Top of Source document
Our Team

Sarah McDonald Moores
RJ Education Coordinator

Lisa Charlong Norris
Grants Facilitator & Admin

dorothy vaandering

dorothy vaandering is a professor in MUN’s Faculty of Education and the Director of Relationships First Newfoundland and Labrador (RFNL). She has been researching Restorative Justice in Education (RJE) for 15 years and is passionate about nurturing relational communities where all people are honoured as worthy and interconnected. 


Learning to live relationally in all aspects of life is core to who she is. dorothy acknowledges that she is indebted to so many, young and old, who have been patient with her and accepted her for who she is so that she can now draw on life, teaching, and research experience to explore RJE. 


In 2009, having worked for 20 years as a Primary-Elementary educator in Alberta and Ontario, she started work at Memorial University NL where she is a professor at the Faculty of Education. dorothy focuses on designing and implementing innovative, transformative professional learning approaches for the sustainable implementation of RJE. Engaging in making reconciliation real as a settler-Canadian has become a priority in her work.


She is the author and co-author of a variety of academic and professional publications including “The Little Book of Restorative Justice in Education.” She is honoured to serve as Director of RFNL.
Bottom of Source document
▸ **Task set**
1. Reproduce the team page verbatim, starting with "In 2009, having" and going on through "in her work.".
2. Extend the team page past its final sentence, writing in the same style.
The data that follows has a separate origin and has no connection to the team page.
Top of Given information
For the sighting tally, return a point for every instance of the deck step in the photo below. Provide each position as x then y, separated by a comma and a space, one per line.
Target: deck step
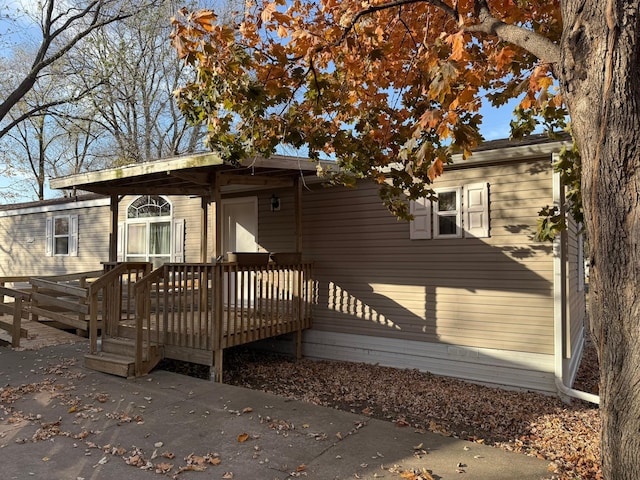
123, 366
119, 346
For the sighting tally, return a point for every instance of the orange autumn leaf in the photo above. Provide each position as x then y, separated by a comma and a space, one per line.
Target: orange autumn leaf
435, 169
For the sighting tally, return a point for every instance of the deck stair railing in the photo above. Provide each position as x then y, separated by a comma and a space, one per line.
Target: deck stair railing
111, 300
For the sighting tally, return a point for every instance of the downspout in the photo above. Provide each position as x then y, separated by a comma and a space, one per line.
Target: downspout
560, 301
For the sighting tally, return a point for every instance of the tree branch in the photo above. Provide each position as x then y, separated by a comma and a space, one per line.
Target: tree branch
539, 46
536, 44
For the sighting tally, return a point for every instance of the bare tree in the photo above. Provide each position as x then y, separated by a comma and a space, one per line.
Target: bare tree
136, 72
62, 25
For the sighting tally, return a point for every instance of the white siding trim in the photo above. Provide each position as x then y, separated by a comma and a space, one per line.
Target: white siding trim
71, 205
120, 244
48, 237
517, 370
177, 241
73, 235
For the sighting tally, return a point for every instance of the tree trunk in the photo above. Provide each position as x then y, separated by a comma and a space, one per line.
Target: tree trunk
600, 82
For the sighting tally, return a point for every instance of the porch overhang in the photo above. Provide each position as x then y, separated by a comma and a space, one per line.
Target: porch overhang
196, 175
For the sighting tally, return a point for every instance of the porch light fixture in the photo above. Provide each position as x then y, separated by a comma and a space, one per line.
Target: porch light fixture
275, 203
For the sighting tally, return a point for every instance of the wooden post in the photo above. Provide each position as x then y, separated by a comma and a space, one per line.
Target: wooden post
17, 321
113, 229
297, 285
204, 226
218, 202
298, 212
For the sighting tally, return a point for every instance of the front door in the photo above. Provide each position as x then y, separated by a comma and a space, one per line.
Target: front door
240, 234
240, 224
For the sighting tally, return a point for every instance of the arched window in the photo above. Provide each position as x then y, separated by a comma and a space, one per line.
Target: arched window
148, 231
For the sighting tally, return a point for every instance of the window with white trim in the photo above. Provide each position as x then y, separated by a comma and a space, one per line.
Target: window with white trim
447, 215
61, 236
459, 212
150, 233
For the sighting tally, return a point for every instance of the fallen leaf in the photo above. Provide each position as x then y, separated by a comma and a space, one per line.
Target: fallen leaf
Bottom of Given information
▸ **Expected outputs**
1.
In 2009, having worked for 20 years as a Primary-Elementary educator in Alberta and Ontario, she started work at Memorial University NL where she is a professor at the Faculty of Education. dorothy focuses on designing and implementing innovative, transformative professional learning approaches for the sustainable implementation of RJE. Engaging in making reconciliation real as a settler-Canadian has become a priority in her work.

2.
Sarah McDonald Moores

Sarah McDonald Moores is a graduate of Memorial University's Bachelor of Music/Bachelor of Music Education and Master of Education: Educational Leadership Studies Programs. Throughout her learning journey Sarah has taken a keen interest in holistic restorative justice in education.


Sarah is currently seconded to Relationships First Newfoundland and Labrador (RFNL) from her position as a music educator. Sarah has worked with the Newfoundland and Labrador English School District (NLSchools) in various positions since 2006, and works as a Per-Course Instructor, teaching the graduate course ED 6463: Rethinking Educational Engagement at Memorial University. In her current role as Restorative Justice Education Coordinator with RFNL, Sarah hopes to help those engaged in all levels of education to embrace restorative justice as a way of being.


Sarah is a founding member of Lady Cove Women's Choir and Projēkt Chamber Voices. She has been a featured soloist with both of these groups and has traveled all over the world with choral and instrumental groups as a chorister and as a conductor. 

Lisa Charlong Norris

Lisa comes to RF-RJNL with a BA, a BEd and an MEd and over 15 years of experience working in research administration - whether it’s grants facilitation, proposal writing or managing Canada Research Chairs (CRC) Tier I and Tier II projects. She also brings extensive experience in structured data and data management as well as in scholarly communications and humanities computing. Her current interests include demonstrating research (and public engagement) impact and research project management.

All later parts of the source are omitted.